— EXERCISE DESCRIPTION —
The records below must be written out exactly, with every picture left behind.

— DATA FOR THE TASK —
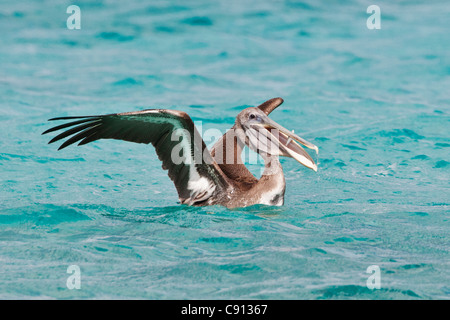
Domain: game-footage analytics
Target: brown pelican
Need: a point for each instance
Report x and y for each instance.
(202, 177)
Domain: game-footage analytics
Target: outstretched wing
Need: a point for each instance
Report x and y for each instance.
(178, 145)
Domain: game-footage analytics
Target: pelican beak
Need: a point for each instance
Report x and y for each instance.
(284, 142)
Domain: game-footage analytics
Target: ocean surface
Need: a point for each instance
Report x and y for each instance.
(375, 102)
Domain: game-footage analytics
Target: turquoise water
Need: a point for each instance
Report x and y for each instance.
(376, 102)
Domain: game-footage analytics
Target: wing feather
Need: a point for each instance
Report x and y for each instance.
(196, 180)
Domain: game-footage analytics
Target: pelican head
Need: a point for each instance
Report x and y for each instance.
(268, 138)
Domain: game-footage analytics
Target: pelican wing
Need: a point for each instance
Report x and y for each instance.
(173, 134)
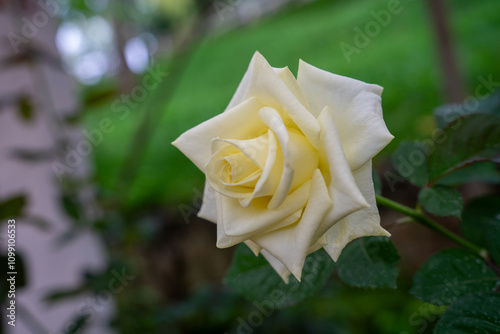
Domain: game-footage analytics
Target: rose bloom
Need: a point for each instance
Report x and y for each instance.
(288, 164)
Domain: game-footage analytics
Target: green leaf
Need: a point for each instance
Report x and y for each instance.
(450, 112)
(369, 262)
(481, 224)
(466, 140)
(254, 278)
(451, 274)
(476, 313)
(441, 201)
(25, 109)
(20, 270)
(12, 207)
(484, 171)
(410, 160)
(377, 183)
(70, 206)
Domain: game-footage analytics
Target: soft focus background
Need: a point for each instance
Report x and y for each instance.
(141, 72)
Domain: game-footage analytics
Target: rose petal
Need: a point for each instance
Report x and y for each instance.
(365, 222)
(208, 208)
(261, 80)
(270, 177)
(362, 129)
(196, 142)
(356, 107)
(291, 244)
(255, 149)
(253, 247)
(290, 81)
(238, 221)
(322, 88)
(279, 267)
(224, 240)
(344, 192)
(300, 158)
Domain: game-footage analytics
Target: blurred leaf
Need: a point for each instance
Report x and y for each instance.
(450, 112)
(32, 155)
(254, 278)
(377, 183)
(70, 206)
(467, 140)
(67, 293)
(481, 224)
(441, 201)
(12, 207)
(451, 274)
(18, 267)
(25, 108)
(484, 171)
(476, 313)
(410, 160)
(38, 222)
(77, 325)
(369, 262)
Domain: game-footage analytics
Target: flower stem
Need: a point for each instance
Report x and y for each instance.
(419, 217)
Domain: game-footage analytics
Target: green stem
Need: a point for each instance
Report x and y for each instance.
(426, 221)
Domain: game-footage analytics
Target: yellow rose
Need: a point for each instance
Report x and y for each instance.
(288, 163)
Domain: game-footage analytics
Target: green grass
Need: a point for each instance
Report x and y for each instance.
(402, 59)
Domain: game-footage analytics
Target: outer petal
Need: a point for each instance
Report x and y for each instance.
(347, 197)
(277, 265)
(208, 208)
(239, 122)
(262, 81)
(356, 107)
(323, 88)
(361, 223)
(362, 129)
(237, 221)
(290, 245)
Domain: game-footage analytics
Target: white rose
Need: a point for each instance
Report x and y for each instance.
(288, 163)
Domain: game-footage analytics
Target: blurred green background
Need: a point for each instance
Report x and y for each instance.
(150, 191)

— COMPLETED TASK —
Domain: game-footage analytics
Target: brown pelican
Need: a point for each instance
Report x and y for each instance.
(202, 177)
Domain: game-footage analytics
Target: outstretched wing
Need: a point for each instance
Report x and y for each instance.
(178, 145)
Domain: game-footage analytics
Target: pelican beak
Need: a point for each instance
Report x and y for each instance.
(284, 142)
Domain: game-footage analytics
Target: ocean surface
Need: a point for each instance
Report x and y for each instance.
(375, 102)
Domain: game-footage analytics
Target: turquoise water
Need: a point for each instance
Report x and y for each instance.
(376, 102)
Domain: game-footage analytics
Target: wing feather
Need: a point for each instance
Report x and y for each instance.
(196, 180)
Domain: game-footage analytics
Target: pelican head
Need: a point for each instance
Report x and y for each instance.
(268, 138)
Domain: game-footage analytics
Target: pelican wing
Need: a point for each instance
Report x and y for each instance.
(173, 134)
Domain: game-footage analytics
Target: rose bloom
Need: a point for each instance
Report x and y for each instance.
(288, 164)
Domain: game-footage analytics
Target: green leaf
Need: a point for each instance
Report x and y for each instance.
(450, 112)
(369, 262)
(481, 224)
(466, 140)
(254, 278)
(451, 274)
(476, 313)
(441, 201)
(25, 109)
(20, 270)
(12, 207)
(484, 171)
(410, 160)
(377, 183)
(70, 206)
Domain: game-footage analytics
Target: soft focus background
Need: a point for each instance
Report x and y for each instance.
(141, 72)
Domain: game-footage analytics
Target: rose petal
Need: a point for each instance
Report x and y for each instance.
(365, 222)
(208, 208)
(261, 80)
(270, 177)
(362, 129)
(196, 142)
(356, 107)
(291, 244)
(255, 149)
(253, 247)
(290, 81)
(238, 221)
(322, 88)
(279, 267)
(224, 240)
(344, 192)
(300, 158)
Domain: game-footage analytics
Target: blurred leaf
Need: a point for each instance
Report x and y for each instance.
(450, 112)
(32, 155)
(254, 278)
(377, 183)
(70, 206)
(467, 140)
(67, 293)
(481, 224)
(441, 201)
(12, 207)
(451, 274)
(18, 267)
(25, 108)
(484, 171)
(476, 313)
(410, 160)
(38, 222)
(77, 325)
(369, 262)
Domain: game-footage analytics
Target: flower stem
Need: a point for each instance
Report x and y for each instance.
(419, 217)
Domain: game-footage analytics
Target: green stem
Need: a point for each instance
Report x and y for each instance.
(426, 221)
Domain: game-footage analytics
Target: yellow rose
Need: a point for each instance
Report x and y for each instance.
(288, 163)
Domain: game-footage analytics
Target: green grass
Need: a point for each instance
Report x and y for each instance.
(402, 59)
Domain: game-footage analytics
Target: outer petal
Need: a point for each instance
Report x and y for each instance.
(347, 197)
(277, 265)
(208, 208)
(239, 122)
(262, 81)
(356, 107)
(323, 88)
(361, 223)
(362, 129)
(237, 221)
(290, 245)
Domain: game-footage analytics
Target: white rose
Need: a point for each instance
Report x and y for each instance.
(288, 163)
Domain: game-footage analytics
Target: blurred green background
Need: a point for each instance
Report x and y for each instance.
(150, 191)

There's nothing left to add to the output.